* **TEXTE FOURNI**:
....

Ils doivent agir avec soin et compétence.

85. Un cabinet et ses dirigeants veillent à la discipline de leurs représentants. Ils s’assurent que ceux-ci agissent conformément à la présente loi et à ses règlements.

86. Un cabinet veille à ce que ses dirigeants et employés agissent conformément à la présente loi et à ses règlements. »

[47]        En matière de valeurs mobilières, l’article 160 de la LVM prévoit aussi que la personne inscrite à titre de représentant est tenue d’agir de bonne foi et avec honnêteté, équité et loyauté dans ses relations avec ses clients. 

[48]        En l’espèce et selon la preuve par admission soumise au Tribunal, David Glazer et Castle Rock auraient grandement failli à ces obligations par les multiples appropriations qui ont été faites à partir des comptes de leurs clients.

[49]        En effet, David Glazer s’est approprié des sommes substantielles en provenance d’investisseurs, ce qui constitue aussi une infraction au sens de l’article 199.1 de la LVM, puisque l’intimé devait savoir que cet acte constituait une fraude à l’encontre des investisseurs qu’il a floués.

[50]        Le Tribunal souligne que rien ne porte plus atteinte à l’intégrité des marchés financiers que la fraude, tel que le mentionnait la Commission des valeurs mobilières de la Colombie-Britannique dans l’affaire Manna Trading Corp Ltd.[24] :

« 18.  Nothing strikes more viciously at the integrity of our capital markets than fraud, and this case represents a particularly aggressive and flagrant assault on the public’s confidence in our markets. »[25]

[51]        Le Tribunal souscrit aux propos de la Commission des valeurs mobilières de l’Ontario dans la décision Al-Tar Energy corp. eu égard à la fraude à l’effet qu’il s’agit de l’une des violations les plus graves en matière de valeurs mobilières, laquelle est à la fois un affront à l’investisseur visé par cette fraude et un comportement qui diminue la confiance du public dans l’équité et l’efficience de l’entièreté du système financier[26].

....

[Enregistrements issus d'une source de données]

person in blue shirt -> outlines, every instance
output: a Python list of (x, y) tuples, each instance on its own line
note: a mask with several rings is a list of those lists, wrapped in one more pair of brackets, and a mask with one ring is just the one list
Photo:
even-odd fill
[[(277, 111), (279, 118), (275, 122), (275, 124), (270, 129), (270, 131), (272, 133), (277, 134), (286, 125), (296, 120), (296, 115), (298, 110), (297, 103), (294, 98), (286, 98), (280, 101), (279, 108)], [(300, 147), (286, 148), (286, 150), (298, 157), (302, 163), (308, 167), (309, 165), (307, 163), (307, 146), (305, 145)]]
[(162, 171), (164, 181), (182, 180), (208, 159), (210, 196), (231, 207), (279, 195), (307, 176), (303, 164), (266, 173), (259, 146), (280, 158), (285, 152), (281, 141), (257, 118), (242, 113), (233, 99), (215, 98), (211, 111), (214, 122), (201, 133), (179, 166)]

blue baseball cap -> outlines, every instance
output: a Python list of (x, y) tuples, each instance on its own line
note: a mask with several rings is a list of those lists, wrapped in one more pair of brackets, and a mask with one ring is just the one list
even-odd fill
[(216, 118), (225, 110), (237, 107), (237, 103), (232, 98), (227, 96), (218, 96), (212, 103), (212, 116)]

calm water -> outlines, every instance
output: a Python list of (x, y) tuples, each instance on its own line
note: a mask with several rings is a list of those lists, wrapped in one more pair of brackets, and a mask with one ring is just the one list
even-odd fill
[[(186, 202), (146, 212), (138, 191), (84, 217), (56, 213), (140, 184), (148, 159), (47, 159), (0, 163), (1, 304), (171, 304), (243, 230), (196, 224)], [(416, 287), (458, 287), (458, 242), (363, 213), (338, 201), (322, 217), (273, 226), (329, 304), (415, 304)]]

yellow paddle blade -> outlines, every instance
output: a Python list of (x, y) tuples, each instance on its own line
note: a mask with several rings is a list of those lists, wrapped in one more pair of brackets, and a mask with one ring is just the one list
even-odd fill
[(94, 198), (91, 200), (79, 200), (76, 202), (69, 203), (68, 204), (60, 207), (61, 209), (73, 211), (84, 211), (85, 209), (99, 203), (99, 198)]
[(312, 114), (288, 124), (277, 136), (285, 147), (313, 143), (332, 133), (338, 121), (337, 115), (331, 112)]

....

* **CONSIGNE 1**: Résumez le texte fourni en deux phrases, s'il vous plaît.
* **CONSIGNE 2**: D'après le texte fourni, en vertu de quel article de la LVM l'appropriation de sommes par David Glazer constitue-t-elle aussi une infraction ?

* **SOLUTION 1**: Un cabinet doit veiller à ce que ses représentants, dirigeants et employés respectent la loi et ses règlements, et l'article 160 de la LVM oblige le représentant inscrit à agir de bonne foi et avec honnêteté, équité et loyauté envers ses clients. Selon la preuve par admission, David Glazer et Castle Rock auraient gravement failli à ces obligations par de multiples appropriations dans les comptes de leurs clients, et le Tribunal souligne, en reprenant les propos de commissions des valeurs mobilières, que la fraude est l'une des violations les plus graves et porte atteinte à l'intégrité des marchés.

* **SOLUTION 2**: L'article 199.1 de la LVM.